→ BRIEF
Locate every line in the items below that contains the word "road", and copy each such line.

◆ ◆ ◆

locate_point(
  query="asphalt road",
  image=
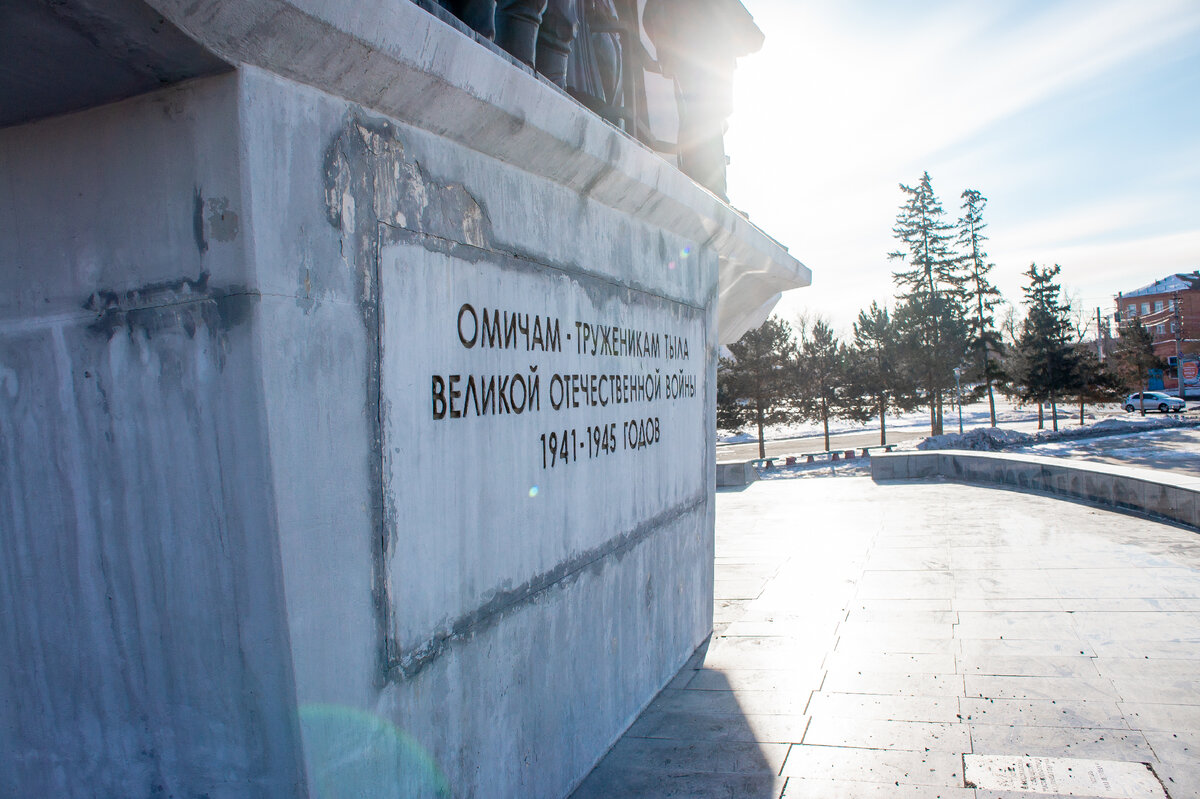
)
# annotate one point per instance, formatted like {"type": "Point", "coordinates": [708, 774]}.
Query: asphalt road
{"type": "Point", "coordinates": [803, 445]}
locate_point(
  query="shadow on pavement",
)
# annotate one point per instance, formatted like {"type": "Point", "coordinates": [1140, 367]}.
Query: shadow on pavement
{"type": "Point", "coordinates": [693, 740]}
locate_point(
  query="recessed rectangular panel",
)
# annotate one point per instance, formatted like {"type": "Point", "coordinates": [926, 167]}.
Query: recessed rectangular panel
{"type": "Point", "coordinates": [1062, 776]}
{"type": "Point", "coordinates": [533, 418]}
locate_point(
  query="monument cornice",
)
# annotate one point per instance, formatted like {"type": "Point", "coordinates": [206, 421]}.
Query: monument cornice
{"type": "Point", "coordinates": [400, 60]}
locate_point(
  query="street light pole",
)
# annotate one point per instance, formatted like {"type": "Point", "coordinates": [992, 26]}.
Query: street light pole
{"type": "Point", "coordinates": [958, 390]}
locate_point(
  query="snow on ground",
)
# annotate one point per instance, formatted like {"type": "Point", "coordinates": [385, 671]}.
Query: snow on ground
{"type": "Point", "coordinates": [1173, 449]}
{"type": "Point", "coordinates": [973, 415]}
{"type": "Point", "coordinates": [1000, 438]}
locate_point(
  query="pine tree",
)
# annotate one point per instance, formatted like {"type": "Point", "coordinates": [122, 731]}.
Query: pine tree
{"type": "Point", "coordinates": [821, 376]}
{"type": "Point", "coordinates": [755, 383]}
{"type": "Point", "coordinates": [1045, 362]}
{"type": "Point", "coordinates": [875, 370]}
{"type": "Point", "coordinates": [1095, 382]}
{"type": "Point", "coordinates": [1134, 355]}
{"type": "Point", "coordinates": [931, 292]}
{"type": "Point", "coordinates": [982, 296]}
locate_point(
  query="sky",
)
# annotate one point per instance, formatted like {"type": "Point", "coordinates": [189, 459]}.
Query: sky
{"type": "Point", "coordinates": [1079, 121]}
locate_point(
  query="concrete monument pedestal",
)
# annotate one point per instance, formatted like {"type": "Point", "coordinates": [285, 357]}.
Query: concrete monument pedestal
{"type": "Point", "coordinates": [370, 379]}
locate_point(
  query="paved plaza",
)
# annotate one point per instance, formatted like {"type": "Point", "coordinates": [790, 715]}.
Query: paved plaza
{"type": "Point", "coordinates": [870, 640]}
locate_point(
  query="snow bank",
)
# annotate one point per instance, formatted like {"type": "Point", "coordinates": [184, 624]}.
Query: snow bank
{"type": "Point", "coordinates": [993, 439]}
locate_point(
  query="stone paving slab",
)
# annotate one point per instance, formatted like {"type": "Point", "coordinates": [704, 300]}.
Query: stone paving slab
{"type": "Point", "coordinates": [870, 636]}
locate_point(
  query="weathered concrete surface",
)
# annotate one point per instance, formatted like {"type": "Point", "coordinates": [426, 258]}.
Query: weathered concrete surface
{"type": "Point", "coordinates": [69, 55]}
{"type": "Point", "coordinates": [142, 592]}
{"type": "Point", "coordinates": [234, 526]}
{"type": "Point", "coordinates": [1169, 496]}
{"type": "Point", "coordinates": [870, 635]}
{"type": "Point", "coordinates": [405, 64]}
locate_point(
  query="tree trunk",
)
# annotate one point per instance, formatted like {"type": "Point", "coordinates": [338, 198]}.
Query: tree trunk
{"type": "Point", "coordinates": [825, 420]}
{"type": "Point", "coordinates": [940, 418]}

◆ ◆ ◆

→ RESPONSE BELOW
  query="asphalt road",
Query: asphalt road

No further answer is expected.